**Your assignment:**
Which lines of the records hold the string "pole"? Report only how many of them there are.

┌──

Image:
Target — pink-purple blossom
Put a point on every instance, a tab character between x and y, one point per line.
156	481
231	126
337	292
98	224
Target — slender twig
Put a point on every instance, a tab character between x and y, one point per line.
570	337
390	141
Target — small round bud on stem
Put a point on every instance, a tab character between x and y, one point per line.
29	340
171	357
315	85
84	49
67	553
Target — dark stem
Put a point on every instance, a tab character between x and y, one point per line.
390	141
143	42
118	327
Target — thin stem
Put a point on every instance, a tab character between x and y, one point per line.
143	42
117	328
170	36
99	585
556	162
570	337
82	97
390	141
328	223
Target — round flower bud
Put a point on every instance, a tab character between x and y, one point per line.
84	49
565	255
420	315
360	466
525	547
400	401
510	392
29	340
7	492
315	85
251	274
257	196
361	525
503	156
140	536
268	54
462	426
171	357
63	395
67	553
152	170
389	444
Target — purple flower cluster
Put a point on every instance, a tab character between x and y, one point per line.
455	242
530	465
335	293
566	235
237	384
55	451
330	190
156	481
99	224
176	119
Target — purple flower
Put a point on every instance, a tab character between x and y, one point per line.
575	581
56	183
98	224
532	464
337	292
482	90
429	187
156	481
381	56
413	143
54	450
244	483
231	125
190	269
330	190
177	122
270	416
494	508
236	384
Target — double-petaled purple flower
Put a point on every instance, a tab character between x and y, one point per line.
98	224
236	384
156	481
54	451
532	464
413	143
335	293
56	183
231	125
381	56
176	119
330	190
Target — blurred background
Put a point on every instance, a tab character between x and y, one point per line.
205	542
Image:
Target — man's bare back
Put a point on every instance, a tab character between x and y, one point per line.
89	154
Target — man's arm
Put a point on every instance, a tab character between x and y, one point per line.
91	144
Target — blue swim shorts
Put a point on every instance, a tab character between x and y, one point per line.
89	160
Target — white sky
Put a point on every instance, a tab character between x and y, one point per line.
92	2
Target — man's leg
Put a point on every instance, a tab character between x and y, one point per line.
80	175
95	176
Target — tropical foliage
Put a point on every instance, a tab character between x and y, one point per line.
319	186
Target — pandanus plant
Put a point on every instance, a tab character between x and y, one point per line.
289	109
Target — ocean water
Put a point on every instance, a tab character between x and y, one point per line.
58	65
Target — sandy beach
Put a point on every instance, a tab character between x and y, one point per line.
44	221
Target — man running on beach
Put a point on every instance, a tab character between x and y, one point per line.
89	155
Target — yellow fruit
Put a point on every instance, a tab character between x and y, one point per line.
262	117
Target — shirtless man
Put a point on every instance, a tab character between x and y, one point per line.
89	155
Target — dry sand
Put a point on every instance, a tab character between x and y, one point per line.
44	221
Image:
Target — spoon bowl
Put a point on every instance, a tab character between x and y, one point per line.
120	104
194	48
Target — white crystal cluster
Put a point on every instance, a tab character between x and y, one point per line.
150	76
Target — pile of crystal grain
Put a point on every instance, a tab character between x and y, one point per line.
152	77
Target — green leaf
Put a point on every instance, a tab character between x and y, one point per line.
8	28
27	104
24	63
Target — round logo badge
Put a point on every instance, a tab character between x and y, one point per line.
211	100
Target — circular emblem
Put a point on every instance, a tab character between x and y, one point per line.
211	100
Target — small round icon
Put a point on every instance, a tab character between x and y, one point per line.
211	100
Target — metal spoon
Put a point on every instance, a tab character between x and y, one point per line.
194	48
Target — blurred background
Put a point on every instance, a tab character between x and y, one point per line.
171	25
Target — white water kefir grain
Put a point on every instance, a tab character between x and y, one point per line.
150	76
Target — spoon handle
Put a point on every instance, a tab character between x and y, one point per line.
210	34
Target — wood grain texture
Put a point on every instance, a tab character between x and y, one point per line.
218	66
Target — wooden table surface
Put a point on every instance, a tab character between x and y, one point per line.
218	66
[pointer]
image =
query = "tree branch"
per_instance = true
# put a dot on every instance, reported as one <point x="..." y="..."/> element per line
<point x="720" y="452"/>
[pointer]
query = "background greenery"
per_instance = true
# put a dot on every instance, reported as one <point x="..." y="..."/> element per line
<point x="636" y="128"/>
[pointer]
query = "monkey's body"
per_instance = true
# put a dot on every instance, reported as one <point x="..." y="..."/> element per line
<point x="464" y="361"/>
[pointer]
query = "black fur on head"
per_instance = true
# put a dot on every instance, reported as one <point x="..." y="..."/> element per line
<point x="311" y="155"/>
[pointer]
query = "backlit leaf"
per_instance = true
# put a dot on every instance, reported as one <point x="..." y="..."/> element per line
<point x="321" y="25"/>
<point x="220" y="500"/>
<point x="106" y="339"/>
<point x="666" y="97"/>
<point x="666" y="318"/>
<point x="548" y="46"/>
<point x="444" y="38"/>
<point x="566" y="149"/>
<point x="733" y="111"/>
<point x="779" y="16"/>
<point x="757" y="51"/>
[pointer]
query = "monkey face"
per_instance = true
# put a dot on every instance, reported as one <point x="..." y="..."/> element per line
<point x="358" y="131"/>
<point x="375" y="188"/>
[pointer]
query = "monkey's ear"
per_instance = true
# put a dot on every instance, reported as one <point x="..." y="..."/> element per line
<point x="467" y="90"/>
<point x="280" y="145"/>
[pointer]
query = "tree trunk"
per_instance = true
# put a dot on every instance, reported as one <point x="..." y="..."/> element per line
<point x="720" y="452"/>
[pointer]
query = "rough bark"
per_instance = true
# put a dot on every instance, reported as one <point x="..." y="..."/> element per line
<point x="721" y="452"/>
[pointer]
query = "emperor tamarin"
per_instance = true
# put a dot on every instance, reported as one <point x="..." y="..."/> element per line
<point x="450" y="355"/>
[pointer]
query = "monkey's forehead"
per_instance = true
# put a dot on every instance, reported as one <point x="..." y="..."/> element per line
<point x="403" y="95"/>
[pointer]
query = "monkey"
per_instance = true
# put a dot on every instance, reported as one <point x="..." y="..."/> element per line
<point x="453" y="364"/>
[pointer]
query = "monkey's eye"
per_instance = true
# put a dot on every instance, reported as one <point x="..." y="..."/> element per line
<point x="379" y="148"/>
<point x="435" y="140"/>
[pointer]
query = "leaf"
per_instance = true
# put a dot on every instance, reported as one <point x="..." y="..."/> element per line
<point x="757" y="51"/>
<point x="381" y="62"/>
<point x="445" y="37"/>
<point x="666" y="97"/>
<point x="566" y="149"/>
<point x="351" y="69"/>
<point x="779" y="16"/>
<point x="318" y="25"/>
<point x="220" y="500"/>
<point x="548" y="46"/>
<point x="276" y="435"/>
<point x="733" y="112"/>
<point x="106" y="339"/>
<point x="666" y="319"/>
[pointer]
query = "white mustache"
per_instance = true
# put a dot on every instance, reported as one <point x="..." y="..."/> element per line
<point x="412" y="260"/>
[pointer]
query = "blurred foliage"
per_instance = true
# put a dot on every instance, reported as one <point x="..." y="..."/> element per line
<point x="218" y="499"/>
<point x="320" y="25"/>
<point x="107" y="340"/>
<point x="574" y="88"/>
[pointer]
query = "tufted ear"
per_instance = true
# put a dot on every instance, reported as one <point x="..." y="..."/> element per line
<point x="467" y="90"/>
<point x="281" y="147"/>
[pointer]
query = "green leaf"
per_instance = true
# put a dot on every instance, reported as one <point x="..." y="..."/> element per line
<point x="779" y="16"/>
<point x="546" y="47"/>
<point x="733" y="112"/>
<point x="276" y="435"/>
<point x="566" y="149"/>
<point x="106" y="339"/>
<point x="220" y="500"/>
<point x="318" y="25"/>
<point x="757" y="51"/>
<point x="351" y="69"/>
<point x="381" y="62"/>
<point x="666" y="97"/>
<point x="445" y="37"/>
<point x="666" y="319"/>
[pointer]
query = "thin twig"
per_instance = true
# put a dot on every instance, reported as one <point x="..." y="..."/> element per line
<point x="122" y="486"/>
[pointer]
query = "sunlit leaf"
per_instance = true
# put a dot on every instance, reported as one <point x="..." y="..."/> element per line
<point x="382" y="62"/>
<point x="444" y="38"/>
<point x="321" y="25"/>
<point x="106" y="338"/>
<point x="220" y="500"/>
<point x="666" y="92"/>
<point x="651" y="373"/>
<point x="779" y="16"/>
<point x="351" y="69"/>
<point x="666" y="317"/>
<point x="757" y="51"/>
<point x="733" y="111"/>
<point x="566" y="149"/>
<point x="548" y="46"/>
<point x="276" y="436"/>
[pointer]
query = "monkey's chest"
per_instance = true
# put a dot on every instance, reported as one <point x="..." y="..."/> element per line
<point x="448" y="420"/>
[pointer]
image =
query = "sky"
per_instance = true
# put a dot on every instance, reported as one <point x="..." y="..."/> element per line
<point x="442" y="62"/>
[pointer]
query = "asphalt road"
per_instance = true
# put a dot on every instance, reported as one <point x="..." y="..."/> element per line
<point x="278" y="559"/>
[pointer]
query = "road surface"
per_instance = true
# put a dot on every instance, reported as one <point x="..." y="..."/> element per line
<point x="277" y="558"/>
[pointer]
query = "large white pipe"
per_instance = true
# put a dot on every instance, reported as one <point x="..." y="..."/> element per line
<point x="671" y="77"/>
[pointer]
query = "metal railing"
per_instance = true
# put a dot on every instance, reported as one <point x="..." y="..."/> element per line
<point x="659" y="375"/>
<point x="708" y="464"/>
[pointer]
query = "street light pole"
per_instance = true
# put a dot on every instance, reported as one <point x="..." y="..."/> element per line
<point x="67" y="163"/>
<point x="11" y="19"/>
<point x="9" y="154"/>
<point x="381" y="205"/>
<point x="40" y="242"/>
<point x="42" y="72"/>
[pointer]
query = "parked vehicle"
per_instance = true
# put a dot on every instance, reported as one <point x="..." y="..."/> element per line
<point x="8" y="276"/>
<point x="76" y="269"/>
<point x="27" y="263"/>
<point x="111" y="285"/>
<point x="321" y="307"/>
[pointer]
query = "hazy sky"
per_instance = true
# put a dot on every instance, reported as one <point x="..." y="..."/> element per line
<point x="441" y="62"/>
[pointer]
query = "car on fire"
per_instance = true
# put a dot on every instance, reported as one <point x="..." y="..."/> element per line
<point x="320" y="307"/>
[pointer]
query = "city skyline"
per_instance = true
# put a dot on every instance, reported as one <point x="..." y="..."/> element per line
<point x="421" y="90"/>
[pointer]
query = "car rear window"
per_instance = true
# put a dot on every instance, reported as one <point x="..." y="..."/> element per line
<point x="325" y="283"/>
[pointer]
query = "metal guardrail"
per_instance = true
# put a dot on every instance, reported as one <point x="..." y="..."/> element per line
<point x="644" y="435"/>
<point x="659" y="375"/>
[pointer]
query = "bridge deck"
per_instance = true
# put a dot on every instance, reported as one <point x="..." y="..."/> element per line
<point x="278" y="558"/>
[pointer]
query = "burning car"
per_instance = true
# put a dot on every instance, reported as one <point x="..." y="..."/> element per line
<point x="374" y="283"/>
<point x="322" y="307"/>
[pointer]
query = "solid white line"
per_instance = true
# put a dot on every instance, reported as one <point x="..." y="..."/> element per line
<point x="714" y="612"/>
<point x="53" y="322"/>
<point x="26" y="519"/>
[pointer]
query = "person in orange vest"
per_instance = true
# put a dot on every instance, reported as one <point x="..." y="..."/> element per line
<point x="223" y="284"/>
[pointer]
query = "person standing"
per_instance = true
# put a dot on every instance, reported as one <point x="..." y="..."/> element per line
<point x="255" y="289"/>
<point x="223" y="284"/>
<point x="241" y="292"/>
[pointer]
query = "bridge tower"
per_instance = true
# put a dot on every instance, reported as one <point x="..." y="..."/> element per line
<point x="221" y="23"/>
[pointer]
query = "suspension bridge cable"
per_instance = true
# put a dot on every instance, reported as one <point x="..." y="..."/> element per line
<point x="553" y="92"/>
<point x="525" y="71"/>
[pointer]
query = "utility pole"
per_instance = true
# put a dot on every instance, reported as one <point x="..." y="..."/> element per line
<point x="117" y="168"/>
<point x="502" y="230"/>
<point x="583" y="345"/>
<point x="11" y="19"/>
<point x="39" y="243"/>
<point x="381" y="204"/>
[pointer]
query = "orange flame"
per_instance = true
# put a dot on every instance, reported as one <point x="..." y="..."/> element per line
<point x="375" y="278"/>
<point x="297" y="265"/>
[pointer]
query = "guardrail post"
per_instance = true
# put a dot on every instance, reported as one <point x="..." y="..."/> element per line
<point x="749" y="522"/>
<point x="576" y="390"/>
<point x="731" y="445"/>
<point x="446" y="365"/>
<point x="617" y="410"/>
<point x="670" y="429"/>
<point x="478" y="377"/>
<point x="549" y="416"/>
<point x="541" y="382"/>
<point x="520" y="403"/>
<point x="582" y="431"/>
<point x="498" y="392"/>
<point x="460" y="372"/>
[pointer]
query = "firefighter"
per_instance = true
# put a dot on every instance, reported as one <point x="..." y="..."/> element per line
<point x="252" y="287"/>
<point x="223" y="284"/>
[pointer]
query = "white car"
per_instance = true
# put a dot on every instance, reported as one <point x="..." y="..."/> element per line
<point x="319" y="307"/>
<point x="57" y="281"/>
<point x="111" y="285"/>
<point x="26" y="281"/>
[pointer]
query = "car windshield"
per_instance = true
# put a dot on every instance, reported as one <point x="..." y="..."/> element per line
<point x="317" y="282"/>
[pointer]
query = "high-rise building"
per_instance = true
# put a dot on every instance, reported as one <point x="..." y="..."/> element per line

└──

**Response to the exercise:**
2